### Request:
Rewrite the rows below as a numbered list, from the first row through the row containing "(381, 1061)", including both. Leave out any blank lines.

### Data supplied:
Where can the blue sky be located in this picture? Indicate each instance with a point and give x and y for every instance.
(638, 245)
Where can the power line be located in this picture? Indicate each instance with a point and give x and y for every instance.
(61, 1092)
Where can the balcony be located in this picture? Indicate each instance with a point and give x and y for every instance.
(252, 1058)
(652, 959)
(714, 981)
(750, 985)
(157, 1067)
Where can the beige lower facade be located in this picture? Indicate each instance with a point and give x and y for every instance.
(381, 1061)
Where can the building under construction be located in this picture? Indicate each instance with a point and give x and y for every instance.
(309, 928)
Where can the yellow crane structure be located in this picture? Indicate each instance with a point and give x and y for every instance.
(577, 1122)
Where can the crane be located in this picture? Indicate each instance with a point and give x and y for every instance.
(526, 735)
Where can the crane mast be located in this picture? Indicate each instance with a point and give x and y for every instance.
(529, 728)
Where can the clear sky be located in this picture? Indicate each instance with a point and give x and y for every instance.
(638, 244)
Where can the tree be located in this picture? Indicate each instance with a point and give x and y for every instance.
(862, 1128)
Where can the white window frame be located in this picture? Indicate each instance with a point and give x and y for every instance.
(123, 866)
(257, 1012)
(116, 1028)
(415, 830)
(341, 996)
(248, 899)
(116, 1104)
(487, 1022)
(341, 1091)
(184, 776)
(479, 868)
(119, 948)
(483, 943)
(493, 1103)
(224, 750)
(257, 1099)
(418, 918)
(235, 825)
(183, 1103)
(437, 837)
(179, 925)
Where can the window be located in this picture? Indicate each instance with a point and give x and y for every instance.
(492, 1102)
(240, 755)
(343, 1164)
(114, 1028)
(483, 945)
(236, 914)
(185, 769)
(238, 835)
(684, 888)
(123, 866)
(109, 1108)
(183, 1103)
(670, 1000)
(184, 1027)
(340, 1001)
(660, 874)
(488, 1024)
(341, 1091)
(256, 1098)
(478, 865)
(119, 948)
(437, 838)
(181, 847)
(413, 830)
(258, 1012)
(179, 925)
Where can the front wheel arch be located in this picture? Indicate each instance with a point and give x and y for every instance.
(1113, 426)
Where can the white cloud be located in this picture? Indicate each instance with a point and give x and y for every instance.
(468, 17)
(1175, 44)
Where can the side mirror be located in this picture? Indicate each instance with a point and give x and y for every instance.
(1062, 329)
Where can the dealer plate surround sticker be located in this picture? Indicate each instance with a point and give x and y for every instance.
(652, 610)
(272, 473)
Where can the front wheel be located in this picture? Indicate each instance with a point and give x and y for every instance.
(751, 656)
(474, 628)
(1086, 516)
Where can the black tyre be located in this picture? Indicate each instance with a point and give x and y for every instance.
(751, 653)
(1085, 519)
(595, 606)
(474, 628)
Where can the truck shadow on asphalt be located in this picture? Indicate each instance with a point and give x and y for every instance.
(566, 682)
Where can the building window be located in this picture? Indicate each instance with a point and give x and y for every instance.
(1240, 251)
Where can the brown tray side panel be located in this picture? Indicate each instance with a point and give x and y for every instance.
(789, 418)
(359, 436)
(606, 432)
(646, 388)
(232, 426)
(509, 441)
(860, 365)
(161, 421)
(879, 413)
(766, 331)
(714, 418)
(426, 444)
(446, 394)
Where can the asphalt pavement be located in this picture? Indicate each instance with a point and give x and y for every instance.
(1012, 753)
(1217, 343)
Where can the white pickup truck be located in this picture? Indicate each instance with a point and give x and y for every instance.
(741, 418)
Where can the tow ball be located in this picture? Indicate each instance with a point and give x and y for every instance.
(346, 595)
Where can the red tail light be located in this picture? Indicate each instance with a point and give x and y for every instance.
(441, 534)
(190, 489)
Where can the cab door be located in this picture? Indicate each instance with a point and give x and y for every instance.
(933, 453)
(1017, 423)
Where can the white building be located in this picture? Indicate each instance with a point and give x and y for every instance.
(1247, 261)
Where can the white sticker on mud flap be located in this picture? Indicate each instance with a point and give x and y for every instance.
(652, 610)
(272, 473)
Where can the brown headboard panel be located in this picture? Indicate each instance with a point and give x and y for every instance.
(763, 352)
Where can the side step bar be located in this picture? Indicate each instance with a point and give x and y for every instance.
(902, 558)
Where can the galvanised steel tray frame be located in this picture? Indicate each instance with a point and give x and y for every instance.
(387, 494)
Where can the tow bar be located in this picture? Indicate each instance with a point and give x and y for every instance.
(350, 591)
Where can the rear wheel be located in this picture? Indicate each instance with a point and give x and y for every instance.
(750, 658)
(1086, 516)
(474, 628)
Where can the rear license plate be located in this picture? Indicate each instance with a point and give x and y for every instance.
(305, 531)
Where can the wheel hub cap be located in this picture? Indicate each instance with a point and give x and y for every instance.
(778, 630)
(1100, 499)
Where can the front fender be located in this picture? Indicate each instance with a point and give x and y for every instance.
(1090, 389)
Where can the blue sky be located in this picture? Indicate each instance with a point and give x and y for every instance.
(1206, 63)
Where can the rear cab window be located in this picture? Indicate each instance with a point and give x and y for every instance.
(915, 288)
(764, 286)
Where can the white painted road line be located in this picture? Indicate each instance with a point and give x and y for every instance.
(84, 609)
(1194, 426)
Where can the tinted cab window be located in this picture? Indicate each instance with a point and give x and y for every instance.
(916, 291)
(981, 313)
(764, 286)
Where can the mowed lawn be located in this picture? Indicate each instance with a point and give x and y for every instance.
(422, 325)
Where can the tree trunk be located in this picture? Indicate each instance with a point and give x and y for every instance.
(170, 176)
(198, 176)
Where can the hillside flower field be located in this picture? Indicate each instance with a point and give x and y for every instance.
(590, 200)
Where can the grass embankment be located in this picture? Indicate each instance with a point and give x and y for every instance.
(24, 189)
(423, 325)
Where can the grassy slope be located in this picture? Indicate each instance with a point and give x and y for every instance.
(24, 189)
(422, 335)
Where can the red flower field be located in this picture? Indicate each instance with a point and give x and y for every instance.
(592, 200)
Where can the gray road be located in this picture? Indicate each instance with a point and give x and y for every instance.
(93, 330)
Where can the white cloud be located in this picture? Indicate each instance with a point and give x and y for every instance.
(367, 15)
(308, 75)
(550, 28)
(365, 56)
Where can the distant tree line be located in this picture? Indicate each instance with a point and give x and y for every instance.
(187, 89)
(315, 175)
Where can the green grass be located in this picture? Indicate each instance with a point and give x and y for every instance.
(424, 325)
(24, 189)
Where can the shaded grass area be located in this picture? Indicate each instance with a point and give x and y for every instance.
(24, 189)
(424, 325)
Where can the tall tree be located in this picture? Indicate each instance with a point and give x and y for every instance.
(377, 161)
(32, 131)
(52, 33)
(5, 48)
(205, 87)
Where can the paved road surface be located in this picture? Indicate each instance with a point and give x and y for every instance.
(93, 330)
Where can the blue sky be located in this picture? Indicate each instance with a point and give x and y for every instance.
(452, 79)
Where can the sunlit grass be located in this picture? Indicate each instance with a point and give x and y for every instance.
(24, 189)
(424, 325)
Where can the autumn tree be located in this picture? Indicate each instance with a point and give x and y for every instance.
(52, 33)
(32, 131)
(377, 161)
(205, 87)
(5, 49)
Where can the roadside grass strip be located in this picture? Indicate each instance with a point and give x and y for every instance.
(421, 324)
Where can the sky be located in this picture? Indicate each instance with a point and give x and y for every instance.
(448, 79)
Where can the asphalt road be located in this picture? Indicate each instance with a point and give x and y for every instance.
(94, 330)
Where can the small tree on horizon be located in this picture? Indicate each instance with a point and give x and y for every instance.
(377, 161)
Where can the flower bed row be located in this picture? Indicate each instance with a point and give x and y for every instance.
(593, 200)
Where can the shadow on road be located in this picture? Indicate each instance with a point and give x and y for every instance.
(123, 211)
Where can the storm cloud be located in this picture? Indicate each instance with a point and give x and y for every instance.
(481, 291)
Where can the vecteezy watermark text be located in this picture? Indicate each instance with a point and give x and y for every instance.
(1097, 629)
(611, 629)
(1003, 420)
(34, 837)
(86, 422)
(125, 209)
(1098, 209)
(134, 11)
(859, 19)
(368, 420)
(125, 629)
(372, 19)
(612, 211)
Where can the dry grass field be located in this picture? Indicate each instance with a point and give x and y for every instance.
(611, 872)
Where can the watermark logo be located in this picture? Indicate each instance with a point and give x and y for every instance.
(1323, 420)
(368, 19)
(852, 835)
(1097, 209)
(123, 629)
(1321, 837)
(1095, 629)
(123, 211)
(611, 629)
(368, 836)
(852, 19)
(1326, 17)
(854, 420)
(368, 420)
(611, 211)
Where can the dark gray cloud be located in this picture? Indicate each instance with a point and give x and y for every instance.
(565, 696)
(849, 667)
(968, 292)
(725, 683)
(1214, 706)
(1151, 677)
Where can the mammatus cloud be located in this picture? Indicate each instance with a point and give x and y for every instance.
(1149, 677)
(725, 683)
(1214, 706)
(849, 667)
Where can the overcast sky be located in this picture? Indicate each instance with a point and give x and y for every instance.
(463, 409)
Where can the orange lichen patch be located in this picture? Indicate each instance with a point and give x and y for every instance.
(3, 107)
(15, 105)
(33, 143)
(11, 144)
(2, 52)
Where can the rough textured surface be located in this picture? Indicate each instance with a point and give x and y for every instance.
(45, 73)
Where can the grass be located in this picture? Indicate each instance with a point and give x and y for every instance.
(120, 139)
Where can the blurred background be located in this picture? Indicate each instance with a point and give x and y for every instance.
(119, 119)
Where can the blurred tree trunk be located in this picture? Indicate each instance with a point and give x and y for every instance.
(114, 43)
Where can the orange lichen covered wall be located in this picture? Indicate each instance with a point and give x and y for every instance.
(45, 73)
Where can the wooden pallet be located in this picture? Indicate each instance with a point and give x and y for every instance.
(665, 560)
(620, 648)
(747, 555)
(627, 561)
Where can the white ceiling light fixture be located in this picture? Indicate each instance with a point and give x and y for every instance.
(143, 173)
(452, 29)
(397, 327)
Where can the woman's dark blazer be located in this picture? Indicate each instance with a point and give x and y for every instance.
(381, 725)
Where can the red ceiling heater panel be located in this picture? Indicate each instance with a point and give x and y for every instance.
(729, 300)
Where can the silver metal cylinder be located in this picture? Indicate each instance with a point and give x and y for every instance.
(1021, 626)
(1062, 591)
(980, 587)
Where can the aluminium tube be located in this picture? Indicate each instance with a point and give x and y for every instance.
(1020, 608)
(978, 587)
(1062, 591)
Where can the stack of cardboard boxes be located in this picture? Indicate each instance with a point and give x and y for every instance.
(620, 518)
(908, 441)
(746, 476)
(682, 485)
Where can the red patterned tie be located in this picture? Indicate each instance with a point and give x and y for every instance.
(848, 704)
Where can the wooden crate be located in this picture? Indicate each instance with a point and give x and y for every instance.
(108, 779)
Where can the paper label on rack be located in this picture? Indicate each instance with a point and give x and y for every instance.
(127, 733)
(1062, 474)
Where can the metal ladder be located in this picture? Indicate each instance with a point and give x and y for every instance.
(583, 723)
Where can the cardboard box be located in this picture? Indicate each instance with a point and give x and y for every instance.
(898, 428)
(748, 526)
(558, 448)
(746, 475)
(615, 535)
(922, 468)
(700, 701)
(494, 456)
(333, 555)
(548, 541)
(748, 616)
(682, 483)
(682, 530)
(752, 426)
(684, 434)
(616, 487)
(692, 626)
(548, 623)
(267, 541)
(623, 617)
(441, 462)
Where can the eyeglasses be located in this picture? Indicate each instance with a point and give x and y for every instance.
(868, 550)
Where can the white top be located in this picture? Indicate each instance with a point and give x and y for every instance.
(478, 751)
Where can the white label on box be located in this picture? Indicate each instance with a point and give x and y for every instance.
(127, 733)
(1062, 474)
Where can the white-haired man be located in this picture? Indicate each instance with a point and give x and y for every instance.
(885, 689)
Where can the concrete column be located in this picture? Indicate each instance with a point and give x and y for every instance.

### Answer for this exercise:
1. Where can the blue sky be located in this picture? Indicate each instance with a point and give x and y for every instance.
2. (638, 245)
3. Where can the power line be located in this picture? Indicate each instance with a point and give x and y for every instance.
4. (61, 1092)
5. Where can the balcony be located in this picture? Indicate each instance with a point and give x and y for every instance.
6. (252, 1058)
7. (652, 959)
8. (714, 981)
9. (750, 985)
10. (157, 1067)
11. Where can the beige lower facade be located in this picture? Indicate each instance with a point and give x and y for every instance.
12. (381, 1061)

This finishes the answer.